Supplied entries:
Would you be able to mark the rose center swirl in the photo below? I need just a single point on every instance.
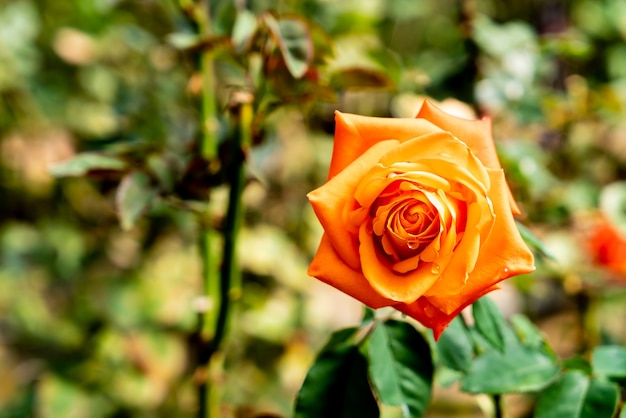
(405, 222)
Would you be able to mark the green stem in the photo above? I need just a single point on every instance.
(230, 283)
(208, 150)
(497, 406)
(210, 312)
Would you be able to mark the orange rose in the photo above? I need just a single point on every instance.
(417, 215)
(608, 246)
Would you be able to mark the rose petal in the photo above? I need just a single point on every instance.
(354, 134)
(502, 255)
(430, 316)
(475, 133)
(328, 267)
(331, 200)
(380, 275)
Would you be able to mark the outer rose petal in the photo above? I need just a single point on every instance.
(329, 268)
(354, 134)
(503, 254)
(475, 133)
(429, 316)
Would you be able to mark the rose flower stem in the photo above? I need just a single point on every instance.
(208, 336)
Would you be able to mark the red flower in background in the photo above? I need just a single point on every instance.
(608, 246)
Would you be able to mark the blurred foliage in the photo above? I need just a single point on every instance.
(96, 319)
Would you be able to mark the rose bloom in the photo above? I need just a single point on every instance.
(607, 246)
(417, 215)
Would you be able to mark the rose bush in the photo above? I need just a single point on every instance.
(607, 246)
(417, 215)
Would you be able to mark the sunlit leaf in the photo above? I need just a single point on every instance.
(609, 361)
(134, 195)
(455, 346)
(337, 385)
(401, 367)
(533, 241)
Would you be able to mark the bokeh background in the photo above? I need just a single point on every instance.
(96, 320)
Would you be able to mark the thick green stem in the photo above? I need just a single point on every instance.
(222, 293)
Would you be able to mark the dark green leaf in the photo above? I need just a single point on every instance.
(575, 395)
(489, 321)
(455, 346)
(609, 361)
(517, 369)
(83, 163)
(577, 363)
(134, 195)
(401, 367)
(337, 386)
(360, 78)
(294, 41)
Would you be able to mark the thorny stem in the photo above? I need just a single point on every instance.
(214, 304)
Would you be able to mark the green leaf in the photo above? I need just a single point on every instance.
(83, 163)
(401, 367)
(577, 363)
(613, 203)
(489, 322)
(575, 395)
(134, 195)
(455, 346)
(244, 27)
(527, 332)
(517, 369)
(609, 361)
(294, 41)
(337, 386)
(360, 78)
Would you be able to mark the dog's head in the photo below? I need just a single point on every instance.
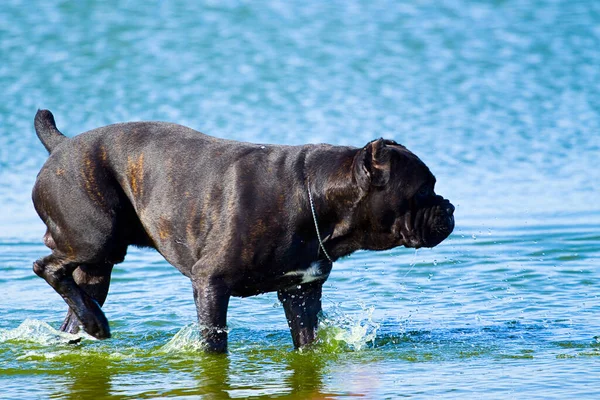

Exercise instructions:
Are you able to set down all the lines above exactly, without any pictures?

Answer to this problem:
Would you be able to mark the rose center swirl in the photo below? I need just a single point on every instance.
(405, 222)
Would you be able to mark the green stem in the photo above? I need just a single point on every instance.
(230, 283)
(208, 150)
(497, 406)
(210, 312)
Would you be able to mark the orange rose in the photo above? I need just a single point on every instance.
(417, 215)
(608, 246)
Would you be able to mark the rose petal in the photo above? I need just a single point on every instance.
(354, 134)
(502, 255)
(430, 316)
(475, 133)
(328, 267)
(331, 200)
(380, 275)
Would you be able to mark the outer rose petal in the photo above? I need just a single point on every instance.
(329, 268)
(354, 134)
(503, 254)
(475, 133)
(429, 316)
Would you be able to mark the rose flower stem in the photo above? I need just a single point on every instance.
(208, 336)
Would you be able to mark the red flower in background in the photo above? I need just a single point on every instance.
(608, 246)
Would you be able to mark the blurred foliage in the photo above? I need just a single point on every instance.
(96, 319)
Would you be able to mark the rose bloom in the photo above? I need just a single point on every instance.
(607, 246)
(417, 215)
Would you be able to mark the rose bush in the photo above? I need just a single point on every instance.
(607, 246)
(417, 215)
Would you be able to mark the sunlit leaf in the photo above? I need just a single point on every instance.
(609, 361)
(134, 195)
(455, 346)
(337, 385)
(401, 367)
(533, 241)
Would you be able to mark the bokeh background in the photo above? I need just a single point on every instance.
(96, 320)
Would you be able to mark the thick green stem in the photo above? I need just a single point on every instance.
(222, 293)
Would you be able to mark the dark green leaf in the photo above? I need just a single point on every instance.
(575, 395)
(489, 321)
(455, 346)
(609, 361)
(517, 369)
(83, 163)
(577, 363)
(134, 195)
(401, 367)
(337, 386)
(360, 78)
(294, 41)
Would you be able to mark the thorny stem in the photo above? I need just a single point on every instance.
(214, 304)
Would you be able to mark the green leaf in the photo above? I need just a single point on every instance.
(83, 163)
(401, 367)
(577, 363)
(613, 203)
(489, 322)
(575, 395)
(134, 195)
(455, 346)
(244, 27)
(527, 332)
(517, 369)
(609, 361)
(294, 41)
(337, 386)
(360, 78)
Would you be able to mark the dog's head in the photo below? I need just a single point on every instance.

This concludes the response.